In general, opinions
contrary to those commonly received can only obtain a hearing by studied
moderation of language, and the most cautious avoidance of unnecessary
offence, which they hardly ever deviate even in a slight degreee without
losing ground: while unmeasured vituperation employed on the side
of the prevailing opinion really does deter people from professing contrary
opinions, and from listening to those who profess them."
- John Stuart Mill, "On Liberty"
"I have argued with
him on almost every subject in the world, and we have always been on opposite
sides, without affectation or animosity... It is necessary to disagree
with him as much as I do, in order to admire him as I do; and I am proud
of him as a foe even more than as a friend."
- G.K. Chesterton on his relationship with George Bernard Shaw
It is astonishing how
articulate one can become when alone and raving at a radio. Arguments and
counter arguments, rhetoric and bombast flow from one's lips like scurf
from the hair of a bank manager.
- Stephen Fry, "Paperweight" (1992)
People often find it
easier to refute a fake extreme opponent than a more cautious real one,
so they knock down the straw man instead. It is actually worth the trouble
to identify the invalid forms of argument, and to learn their names. Not
only can you then avoid them yourself; you can also identify them in opponents.
If you call your opponent’s errors by their Latin names, you can make it
look as though he or she is suffering from a rare tropical disease.
- Madsen Pirie, "A short guide to winning arguments", "The Spectator"
#
The test of a first-rate intelligence is the ability to hold two opposed ideas in the mind at the same time, and still retain the ability to function.
- An old lawyer's saying
All of us need our deeply held views challenged from time to time, even if only to remind us why we've got them.
#
Most of our so-called reasoning consists in finding arguments for going on believing as we already do.
- Professor Donald Foster
I know that most men, including those at ease with problems of the greatest complexity, can seldom accept even the simplest and most obvious truth if it be such as would oblige them to admit the falsity of conclusions which they have delighted in explaining to colleagues, which they have proudly taught to others, and which they have woven, thread by thread, into the fabric of their lives.
- Walt Whitman
#
Use soft words and hard arguments.
To those who think that the law of gravity interferes with their freedom, there is nothing to say.
This I surely know, if I wrestle with dirt, win or lose, I am always defiled.
“I cannot give any scientist of any age better advice than this: the intensity of a conviction that a hypothesis is true has no bearing over whether it is true or not.”
- Sir Peter Medawar, Nobel Laureate Zoologist
Truth does not change because it is, or is not, believed by a majority of the people.
- Giordano Bruno, burned to death by Inquisition
Whenever you find yourself on the side of the majority, it is time to pause and reflect.
- Friedrich Hayek
"There can be no assumption that today’s majority is 'right' and the Amish and others like them are 'wrong'. A way of life that is odd or even erratic but interferes with no rights or interests of others is not to be condemned because it is different."
- Warren E Burger, US Supreme Court Chief Justice (1972)
I'm not sure I want popular opinion on my side - I've noticed those with the most opinions often have the fewest facts.
- Bethania McKenstry
In matters of conscience, the law of the majority has no place.
When I buy pistachio nuts, I never waste my time prying open those nuts which are completely closed. It's more productive to spend my time with those that are partially open and willing to be opened further. And so it is with people's minds.

_Extracted entries_.
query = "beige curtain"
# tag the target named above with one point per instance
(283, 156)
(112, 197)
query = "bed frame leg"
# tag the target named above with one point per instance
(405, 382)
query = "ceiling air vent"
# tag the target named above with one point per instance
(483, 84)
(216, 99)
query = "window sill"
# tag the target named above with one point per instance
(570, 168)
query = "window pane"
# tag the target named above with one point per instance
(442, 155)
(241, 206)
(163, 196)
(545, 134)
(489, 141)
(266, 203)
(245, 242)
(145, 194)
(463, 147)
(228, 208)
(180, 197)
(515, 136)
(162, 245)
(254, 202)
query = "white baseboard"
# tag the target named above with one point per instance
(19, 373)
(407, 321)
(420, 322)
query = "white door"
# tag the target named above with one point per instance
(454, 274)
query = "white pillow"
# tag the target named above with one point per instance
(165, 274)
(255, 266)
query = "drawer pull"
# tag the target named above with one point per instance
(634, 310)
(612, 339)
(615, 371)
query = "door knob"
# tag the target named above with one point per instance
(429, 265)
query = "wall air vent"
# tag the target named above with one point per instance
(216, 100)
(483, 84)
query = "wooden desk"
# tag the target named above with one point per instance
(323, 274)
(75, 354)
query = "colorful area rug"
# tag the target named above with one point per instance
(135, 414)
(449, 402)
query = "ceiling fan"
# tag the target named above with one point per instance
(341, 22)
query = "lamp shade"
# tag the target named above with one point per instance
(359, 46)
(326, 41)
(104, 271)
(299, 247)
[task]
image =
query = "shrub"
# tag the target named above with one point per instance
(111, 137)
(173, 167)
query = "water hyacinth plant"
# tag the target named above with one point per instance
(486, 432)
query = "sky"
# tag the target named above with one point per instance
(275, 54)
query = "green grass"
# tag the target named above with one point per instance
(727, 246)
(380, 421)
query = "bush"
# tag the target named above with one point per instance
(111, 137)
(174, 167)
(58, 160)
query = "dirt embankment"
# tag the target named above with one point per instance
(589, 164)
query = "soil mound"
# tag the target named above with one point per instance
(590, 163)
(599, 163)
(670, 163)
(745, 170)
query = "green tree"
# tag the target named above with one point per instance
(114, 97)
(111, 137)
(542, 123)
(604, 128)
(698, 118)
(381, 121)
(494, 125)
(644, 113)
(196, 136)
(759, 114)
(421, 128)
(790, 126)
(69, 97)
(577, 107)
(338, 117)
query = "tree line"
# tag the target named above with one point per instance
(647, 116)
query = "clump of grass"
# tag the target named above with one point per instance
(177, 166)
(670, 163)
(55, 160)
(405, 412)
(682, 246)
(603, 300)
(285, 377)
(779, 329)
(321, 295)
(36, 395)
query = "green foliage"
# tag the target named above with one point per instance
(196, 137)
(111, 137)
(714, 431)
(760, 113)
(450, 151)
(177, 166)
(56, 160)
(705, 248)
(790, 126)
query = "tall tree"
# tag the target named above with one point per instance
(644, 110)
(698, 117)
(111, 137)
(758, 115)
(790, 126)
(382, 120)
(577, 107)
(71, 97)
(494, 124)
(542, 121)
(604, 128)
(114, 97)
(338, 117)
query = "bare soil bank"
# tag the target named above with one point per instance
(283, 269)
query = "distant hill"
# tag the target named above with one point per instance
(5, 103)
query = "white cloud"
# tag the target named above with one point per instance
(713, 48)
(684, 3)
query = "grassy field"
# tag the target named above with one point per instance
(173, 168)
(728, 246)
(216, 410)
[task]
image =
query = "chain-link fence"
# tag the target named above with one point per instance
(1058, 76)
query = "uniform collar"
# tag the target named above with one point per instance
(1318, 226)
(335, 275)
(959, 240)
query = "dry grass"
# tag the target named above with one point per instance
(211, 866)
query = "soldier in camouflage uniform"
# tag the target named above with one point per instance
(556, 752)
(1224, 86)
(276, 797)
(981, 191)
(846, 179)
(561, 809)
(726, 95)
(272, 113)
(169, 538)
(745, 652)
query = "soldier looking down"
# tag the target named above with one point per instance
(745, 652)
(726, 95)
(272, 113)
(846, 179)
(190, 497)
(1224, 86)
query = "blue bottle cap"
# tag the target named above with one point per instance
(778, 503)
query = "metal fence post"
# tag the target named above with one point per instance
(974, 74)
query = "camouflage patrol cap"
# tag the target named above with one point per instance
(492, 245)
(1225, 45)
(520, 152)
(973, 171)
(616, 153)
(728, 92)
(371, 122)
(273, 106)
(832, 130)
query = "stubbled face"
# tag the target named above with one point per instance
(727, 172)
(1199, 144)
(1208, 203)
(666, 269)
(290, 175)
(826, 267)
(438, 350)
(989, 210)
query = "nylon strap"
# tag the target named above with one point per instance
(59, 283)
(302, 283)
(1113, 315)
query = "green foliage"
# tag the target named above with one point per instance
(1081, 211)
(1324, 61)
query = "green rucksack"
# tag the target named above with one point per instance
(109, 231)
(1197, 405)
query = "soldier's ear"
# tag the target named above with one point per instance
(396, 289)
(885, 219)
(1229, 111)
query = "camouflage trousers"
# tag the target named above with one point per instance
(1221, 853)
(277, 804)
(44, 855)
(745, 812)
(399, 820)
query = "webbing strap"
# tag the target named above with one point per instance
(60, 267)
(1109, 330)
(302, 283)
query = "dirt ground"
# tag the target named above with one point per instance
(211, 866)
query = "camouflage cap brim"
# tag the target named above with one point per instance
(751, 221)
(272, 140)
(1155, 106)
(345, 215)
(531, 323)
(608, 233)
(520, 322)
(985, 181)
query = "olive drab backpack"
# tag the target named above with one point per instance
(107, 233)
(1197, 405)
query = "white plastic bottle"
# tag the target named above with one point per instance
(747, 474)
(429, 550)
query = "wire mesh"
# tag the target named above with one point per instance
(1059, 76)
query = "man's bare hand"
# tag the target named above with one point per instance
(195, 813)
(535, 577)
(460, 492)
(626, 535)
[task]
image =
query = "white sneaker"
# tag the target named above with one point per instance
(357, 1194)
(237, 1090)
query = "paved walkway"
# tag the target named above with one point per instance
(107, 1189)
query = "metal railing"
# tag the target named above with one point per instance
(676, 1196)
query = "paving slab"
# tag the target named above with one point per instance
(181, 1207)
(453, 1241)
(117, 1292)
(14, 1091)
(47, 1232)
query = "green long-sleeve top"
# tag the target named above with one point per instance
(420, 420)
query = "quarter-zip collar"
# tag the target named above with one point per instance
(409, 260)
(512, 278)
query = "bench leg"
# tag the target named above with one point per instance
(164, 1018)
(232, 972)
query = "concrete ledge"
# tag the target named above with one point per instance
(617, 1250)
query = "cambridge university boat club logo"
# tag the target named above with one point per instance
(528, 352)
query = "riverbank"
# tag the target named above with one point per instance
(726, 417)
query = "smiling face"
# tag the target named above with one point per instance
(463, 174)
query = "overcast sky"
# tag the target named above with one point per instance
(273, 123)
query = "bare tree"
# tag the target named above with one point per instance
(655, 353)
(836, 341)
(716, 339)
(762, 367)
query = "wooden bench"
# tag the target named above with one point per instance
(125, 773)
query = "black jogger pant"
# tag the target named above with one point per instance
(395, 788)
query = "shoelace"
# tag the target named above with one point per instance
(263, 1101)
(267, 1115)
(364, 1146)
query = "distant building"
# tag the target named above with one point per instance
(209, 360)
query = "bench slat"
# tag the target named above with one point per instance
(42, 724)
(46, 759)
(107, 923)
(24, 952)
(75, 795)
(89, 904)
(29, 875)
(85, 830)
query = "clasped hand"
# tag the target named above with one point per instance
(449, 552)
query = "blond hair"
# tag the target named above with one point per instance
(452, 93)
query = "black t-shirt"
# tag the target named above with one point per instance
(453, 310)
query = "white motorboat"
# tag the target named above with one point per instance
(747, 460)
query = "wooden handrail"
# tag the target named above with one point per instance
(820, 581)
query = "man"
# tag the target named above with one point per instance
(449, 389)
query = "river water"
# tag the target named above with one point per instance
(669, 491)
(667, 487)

_Exercises_.
a. Using the quotation collection, decide whether each statement agrees with it. Answer yes or no, and quote the words that decide it. (i) The Chesterton passage says he and Shaw have always been on the same side. (ii) The Pirie passage says it is worth the trouble to learn the names of invalid forms of argument. (iii) The pistachio passage says the speaker spends time prying open nuts that are completely closed.
b. Copy the quotation collection word for word from "- Warren E Burger, US" to "has no place.".
Set the records aside; they have no role here.

_Answers for the exercise_.
a.
(i) No: "we have always been on opposite sides"
(ii) Yes: "It is actually worth the trouble to identify the invalid forms of argument, and to learn their names."
(iii) No: "I never waste my time prying open those nuts which are completely closed."

b.
- Warren E Burger, US Supreme Court Chief Justice (1972)
I'm not sure I want popular opinion on my side - I've noticed those with the most opinions often have the fewest facts.
- Bethania McKenstry
In matters of conscience, the law of the majority has no place.